### SUPPLIED MATERIAL
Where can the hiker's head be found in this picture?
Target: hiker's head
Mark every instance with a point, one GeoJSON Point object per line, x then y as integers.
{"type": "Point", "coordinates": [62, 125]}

---

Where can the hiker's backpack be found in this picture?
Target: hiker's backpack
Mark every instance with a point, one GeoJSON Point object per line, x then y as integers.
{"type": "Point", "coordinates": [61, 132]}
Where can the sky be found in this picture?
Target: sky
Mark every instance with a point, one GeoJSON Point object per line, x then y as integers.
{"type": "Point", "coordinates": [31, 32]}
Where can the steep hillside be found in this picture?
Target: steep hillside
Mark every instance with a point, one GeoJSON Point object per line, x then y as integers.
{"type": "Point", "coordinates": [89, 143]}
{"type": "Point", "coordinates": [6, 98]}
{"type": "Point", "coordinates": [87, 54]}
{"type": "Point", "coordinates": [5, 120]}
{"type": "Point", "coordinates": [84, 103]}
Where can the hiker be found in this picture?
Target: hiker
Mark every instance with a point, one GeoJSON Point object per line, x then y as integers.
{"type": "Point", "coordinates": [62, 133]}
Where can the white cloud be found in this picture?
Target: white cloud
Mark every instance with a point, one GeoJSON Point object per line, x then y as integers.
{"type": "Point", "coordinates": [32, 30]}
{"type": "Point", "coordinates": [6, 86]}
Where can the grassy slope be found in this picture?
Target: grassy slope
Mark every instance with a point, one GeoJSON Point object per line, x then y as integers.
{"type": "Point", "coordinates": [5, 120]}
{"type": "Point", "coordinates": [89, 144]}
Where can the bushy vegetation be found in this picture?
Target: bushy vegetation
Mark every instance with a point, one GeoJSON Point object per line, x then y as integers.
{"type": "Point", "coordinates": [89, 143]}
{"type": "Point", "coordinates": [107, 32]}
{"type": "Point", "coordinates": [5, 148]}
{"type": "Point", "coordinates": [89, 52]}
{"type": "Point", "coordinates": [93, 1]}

* * *

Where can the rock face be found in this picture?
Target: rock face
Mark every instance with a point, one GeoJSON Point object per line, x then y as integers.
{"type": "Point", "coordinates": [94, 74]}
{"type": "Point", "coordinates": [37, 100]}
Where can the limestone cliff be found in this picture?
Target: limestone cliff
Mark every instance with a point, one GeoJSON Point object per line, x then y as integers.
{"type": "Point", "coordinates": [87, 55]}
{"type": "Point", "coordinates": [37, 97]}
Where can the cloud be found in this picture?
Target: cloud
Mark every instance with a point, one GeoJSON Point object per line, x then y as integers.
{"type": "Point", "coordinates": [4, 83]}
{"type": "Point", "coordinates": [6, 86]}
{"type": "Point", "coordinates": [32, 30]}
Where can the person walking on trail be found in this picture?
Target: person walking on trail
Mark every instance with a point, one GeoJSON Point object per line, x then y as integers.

### REQUIREMENTS
Locate every line in the records above that contains the word "slope", and copy each of those lines.

### ANSWER TO THIS EXERCISE
Where can the grassy slope be found in this picture?
Target: grassy slope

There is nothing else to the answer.